» **DATA FOR THE TASK**:
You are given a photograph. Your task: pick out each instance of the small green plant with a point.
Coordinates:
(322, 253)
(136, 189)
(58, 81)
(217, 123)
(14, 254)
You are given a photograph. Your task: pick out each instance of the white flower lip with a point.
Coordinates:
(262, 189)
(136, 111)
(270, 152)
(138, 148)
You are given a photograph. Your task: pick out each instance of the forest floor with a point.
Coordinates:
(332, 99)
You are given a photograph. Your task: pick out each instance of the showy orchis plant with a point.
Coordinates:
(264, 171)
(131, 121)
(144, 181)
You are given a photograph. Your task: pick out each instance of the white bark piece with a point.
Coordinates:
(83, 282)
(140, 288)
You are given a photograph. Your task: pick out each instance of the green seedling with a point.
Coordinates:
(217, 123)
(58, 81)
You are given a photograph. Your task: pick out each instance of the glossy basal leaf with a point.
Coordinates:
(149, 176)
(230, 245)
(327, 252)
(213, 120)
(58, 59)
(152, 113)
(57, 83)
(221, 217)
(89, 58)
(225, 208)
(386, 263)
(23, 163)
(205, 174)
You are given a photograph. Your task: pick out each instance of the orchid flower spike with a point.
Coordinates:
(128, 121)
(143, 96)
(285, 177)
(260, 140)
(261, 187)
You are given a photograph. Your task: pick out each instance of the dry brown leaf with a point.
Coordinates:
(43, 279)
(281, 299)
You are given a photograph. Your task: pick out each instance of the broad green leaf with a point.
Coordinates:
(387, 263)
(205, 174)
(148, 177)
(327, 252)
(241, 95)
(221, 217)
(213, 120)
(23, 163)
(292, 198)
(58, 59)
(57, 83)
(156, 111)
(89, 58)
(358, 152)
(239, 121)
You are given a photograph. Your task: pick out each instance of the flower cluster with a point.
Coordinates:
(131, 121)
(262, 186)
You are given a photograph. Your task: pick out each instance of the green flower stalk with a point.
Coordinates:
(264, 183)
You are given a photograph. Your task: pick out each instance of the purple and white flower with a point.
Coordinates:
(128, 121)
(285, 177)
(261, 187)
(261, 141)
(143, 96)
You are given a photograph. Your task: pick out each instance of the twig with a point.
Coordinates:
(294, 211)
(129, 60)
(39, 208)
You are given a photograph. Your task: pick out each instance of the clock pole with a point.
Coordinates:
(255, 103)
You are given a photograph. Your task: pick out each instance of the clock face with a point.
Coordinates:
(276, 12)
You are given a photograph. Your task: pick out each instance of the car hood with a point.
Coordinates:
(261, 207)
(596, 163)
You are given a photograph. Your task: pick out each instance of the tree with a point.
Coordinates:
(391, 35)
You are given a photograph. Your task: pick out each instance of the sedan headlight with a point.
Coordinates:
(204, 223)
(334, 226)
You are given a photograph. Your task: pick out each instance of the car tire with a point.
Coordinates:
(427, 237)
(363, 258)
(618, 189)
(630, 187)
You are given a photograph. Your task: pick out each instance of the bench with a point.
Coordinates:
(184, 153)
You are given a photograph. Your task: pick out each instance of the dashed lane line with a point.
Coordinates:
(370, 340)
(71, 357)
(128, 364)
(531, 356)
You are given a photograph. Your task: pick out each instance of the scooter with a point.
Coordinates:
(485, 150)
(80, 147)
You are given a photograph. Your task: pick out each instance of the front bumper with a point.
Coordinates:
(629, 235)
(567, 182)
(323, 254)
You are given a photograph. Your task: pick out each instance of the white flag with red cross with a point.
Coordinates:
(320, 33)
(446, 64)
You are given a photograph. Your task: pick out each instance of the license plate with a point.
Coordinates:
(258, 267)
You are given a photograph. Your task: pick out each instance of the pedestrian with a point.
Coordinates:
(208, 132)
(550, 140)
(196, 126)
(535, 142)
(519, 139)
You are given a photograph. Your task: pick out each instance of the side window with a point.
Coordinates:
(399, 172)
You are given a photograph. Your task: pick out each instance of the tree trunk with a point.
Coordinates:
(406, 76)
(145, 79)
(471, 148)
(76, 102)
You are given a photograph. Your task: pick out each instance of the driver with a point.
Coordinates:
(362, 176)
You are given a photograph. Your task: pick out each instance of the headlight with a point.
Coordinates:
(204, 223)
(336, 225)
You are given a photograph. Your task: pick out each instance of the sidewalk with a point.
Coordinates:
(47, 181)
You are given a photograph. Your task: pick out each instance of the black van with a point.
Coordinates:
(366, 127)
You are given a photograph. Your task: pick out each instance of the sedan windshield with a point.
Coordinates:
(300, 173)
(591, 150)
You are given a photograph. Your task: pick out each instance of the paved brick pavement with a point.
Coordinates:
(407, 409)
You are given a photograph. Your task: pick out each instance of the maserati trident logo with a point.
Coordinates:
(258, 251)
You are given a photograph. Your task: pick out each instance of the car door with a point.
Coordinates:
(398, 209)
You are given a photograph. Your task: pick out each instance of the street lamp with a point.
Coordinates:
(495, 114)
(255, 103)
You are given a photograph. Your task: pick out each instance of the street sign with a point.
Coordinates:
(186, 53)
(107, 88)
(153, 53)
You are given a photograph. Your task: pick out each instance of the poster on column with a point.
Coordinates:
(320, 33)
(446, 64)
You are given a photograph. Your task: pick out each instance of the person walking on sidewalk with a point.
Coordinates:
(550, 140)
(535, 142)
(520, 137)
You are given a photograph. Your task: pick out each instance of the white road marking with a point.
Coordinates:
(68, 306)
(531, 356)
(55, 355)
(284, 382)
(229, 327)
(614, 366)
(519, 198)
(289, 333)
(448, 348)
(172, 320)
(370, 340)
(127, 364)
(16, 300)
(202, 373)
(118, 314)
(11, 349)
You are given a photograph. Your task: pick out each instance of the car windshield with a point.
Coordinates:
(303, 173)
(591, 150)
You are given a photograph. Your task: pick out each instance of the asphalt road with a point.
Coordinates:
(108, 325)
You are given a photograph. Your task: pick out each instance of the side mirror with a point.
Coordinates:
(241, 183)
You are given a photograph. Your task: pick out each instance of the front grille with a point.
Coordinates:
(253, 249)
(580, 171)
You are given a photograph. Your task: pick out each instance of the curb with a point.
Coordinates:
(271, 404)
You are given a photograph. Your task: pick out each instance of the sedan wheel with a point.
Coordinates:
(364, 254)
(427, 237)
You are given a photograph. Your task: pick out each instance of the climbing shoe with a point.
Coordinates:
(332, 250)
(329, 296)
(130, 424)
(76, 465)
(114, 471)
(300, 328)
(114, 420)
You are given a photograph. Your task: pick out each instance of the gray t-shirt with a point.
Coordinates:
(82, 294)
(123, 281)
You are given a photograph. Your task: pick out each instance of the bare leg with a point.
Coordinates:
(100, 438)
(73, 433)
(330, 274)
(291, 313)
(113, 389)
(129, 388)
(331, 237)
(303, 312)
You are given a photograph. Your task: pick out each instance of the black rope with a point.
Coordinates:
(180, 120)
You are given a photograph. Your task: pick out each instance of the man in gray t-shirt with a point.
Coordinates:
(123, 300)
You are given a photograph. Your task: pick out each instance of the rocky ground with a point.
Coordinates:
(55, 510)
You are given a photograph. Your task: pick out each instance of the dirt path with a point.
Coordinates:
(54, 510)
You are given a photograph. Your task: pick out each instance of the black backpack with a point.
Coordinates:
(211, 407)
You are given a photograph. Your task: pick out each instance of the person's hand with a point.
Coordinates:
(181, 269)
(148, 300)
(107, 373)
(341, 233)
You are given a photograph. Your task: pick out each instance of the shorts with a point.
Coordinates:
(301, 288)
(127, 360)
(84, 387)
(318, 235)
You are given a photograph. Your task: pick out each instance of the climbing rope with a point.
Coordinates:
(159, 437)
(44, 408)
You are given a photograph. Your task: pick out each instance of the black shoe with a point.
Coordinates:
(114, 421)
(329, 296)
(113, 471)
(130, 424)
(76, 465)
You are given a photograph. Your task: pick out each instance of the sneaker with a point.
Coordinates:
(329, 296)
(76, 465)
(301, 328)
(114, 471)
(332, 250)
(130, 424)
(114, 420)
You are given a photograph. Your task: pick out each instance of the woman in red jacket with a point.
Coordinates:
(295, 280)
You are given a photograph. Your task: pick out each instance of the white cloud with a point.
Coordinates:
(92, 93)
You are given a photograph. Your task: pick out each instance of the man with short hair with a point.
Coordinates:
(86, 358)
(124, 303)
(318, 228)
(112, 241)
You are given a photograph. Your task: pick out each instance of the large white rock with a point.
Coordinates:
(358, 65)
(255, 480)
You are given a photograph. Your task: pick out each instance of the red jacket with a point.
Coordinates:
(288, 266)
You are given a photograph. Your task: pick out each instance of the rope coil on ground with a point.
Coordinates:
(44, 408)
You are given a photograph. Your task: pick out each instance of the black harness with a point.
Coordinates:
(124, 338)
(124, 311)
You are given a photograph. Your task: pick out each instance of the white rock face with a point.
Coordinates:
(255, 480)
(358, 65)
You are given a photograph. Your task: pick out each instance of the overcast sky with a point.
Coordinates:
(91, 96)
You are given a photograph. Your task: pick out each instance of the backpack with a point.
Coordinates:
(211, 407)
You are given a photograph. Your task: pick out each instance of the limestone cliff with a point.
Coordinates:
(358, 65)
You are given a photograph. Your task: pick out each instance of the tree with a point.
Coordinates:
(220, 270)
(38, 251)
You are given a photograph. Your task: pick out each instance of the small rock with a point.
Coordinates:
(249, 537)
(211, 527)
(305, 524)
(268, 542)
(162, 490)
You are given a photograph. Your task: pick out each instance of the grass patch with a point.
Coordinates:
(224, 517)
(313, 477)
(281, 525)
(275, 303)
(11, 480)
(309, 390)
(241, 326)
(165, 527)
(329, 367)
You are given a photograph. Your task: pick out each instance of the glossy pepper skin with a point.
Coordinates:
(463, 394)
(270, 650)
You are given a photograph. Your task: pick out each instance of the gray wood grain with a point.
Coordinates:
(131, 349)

» **EXERCISE AIM**: Output the line containing "cliff with a point." and all lines after it to the end of the records, exactly as given.

» **WRITTEN ANSWER**:
You are given a photograph. Your task: pick out each instance of the limestone cliff with a point.
Coordinates:
(358, 65)
You are given a photograph. Your task: pick out each instance of the tree with a point.
Coordinates:
(220, 270)
(38, 251)
You are given a photograph. Your task: pick out each instance of the small rock with a point.
Coordinates:
(249, 537)
(211, 527)
(305, 524)
(268, 542)
(162, 490)
You are given a photograph. Your task: pick out each instance of the grass patch with a point.
Coordinates:
(224, 517)
(313, 477)
(281, 525)
(275, 303)
(11, 480)
(309, 390)
(241, 326)
(165, 527)
(329, 367)
You are given a photograph. Your task: pick out each instance of the glossy pepper skin with a point.
Coordinates:
(463, 394)
(270, 650)
You are given a photograph. Your task: pick out each instance of the gray wood grain with a point.
Coordinates:
(131, 349)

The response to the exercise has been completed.